Chronicle to Host Ward 5 Candidate Forum

Oct. 21 event at Wines Elementary features interactive tasks

The Ann Arbor Chronicle is hosting a forum for Ward 5 Ann Arbor City Council candidates on Thursday evening that will allow voters to see how candidates might do the public’s work in public, if elected.

The Oct. 21 event will present candidates with a set of scenarios on local issues. They’ll be challenged to work together to accomplish specific tasks related to those scenarios. On other occasions there have been, and will be, plenty of opportunities to hear the candidates’ talking points and opinions on specific issues. What makes our forum different is our goal of giving voters a sense of how these individuals work with others to solve problems and work through challenges. The program, moderated by Chronicle editor Dave Askins, runs from 7-8:30 p.m. at Wines Elementary School, 1701 Newport Road. The event is free and open to the public.

Three candidates are running for the Ward 5 seat: Independent Newcombe Clark, Republican John Floyd and Democrat incumbent Carsten Hohnke. The impetus for the event stemmed from Floyd and Clark, and all three candidates were given early opportunity to offer input into the forum’s planning. Flexibility of time and dates, location and moderator were offered. Hohnke chose not to involve himself in the planning of the event, and is not participating.

The exact description of the tasks won’t be revealed until the night of the forum, but candidates have been provided with the following topic areas and scenarios.

Directives>
1. Answer these questions using the Ward 5 forum announcement, one line each:
(a) At what address will the forum be held?
(b) Who will moderate the program?
(c) Which candidate is not taking part in the event?
2. List every candidate for the Ward 5 seat named in the forum announcement, with each one's party affiliation.
3. Continue the Ward 5 forum announcement after its final sentence.

Data lines>
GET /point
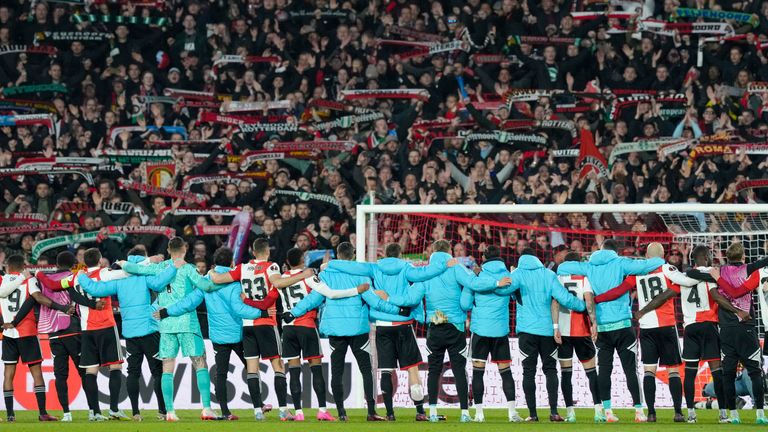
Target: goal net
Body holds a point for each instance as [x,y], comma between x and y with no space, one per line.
[554,230]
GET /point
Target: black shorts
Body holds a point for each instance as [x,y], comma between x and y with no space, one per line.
[497,347]
[261,341]
[701,342]
[660,346]
[740,342]
[299,341]
[27,348]
[581,345]
[100,348]
[397,345]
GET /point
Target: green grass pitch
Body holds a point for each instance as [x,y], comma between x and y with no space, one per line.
[496,420]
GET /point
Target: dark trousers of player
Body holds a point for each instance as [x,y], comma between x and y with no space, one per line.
[223,353]
[139,348]
[622,341]
[359,345]
[442,338]
[531,348]
[62,349]
[739,343]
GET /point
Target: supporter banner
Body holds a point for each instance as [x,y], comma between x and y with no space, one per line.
[310,145]
[160,174]
[415,34]
[110,207]
[25,49]
[23,229]
[21,104]
[639,146]
[119,19]
[420,94]
[752,184]
[167,192]
[59,161]
[269,127]
[189,94]
[22,217]
[306,196]
[68,240]
[10,172]
[504,137]
[229,107]
[238,237]
[717,14]
[135,156]
[182,143]
[72,36]
[29,120]
[190,181]
[347,121]
[188,397]
[126,229]
[212,229]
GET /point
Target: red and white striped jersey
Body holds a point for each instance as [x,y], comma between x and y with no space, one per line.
[575,324]
[291,295]
[696,302]
[653,284]
[95,319]
[254,281]
[11,304]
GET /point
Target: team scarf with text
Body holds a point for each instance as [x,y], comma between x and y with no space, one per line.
[108,231]
[72,36]
[22,217]
[26,105]
[29,120]
[166,192]
[238,59]
[306,196]
[35,88]
[231,107]
[740,17]
[119,19]
[26,49]
[204,230]
[345,122]
[640,146]
[136,156]
[190,181]
[68,240]
[418,94]
[14,172]
[310,146]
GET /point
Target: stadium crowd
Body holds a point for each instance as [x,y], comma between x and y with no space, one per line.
[159,92]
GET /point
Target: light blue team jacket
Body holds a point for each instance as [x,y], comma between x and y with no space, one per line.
[538,286]
[393,276]
[490,311]
[345,316]
[226,310]
[606,270]
[135,301]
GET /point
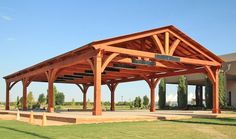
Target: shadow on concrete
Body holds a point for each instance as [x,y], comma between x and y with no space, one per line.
[220,121]
[25,132]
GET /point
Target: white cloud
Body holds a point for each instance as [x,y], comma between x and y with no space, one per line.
[6,18]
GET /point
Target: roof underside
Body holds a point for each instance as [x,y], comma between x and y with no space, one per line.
[74,68]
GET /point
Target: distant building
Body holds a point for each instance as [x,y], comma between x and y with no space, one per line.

Answers to the exercise>
1.
(a) Wines Elementary School, 1701 Newport Road.
(b) Dave Askins, editor of The Ann Arbor Chronicle.
(c) Carsten Hohnke, the Democratic incumbent.

2.
Newcombe Clark, Independent
John Floyd, Republican
Carsten Hohnke, Democrat (incumbent)

3.
1. City Services: The recently established Main Street Business Improvement Zone entails voluntary extra taxation by property owners to self-fund enhanced services – primarily sidewalk cleaning, and snow clearing. Concerning such zones, The Chronicle has reported Ed Shaffran’s thoughts this way: “Shaffran went on to speculate that this could be a precursor of ‘a la carte government’ as revenues to municipalities dwindled. He suggested that the concept of a BIZ could be extended to residential neighborhoods as well. The strategy for providing services, he said, could evolve to be a system where a minimum baseline level would be provided by government, with BIZ-like affiliations electing to augment (or not) that baseline level.”

2. Development of Downtown Surface Parking Lots: Currently the Ann Arbor Downtown Development Authority and the city of Ann Arbor are in the middle of discussions about the future of these surface parking lots and the role the DDA should have in developing them. Newcombe Clark, a DDA board member, has suggested that the city should consider selling some of the lots to the DDA.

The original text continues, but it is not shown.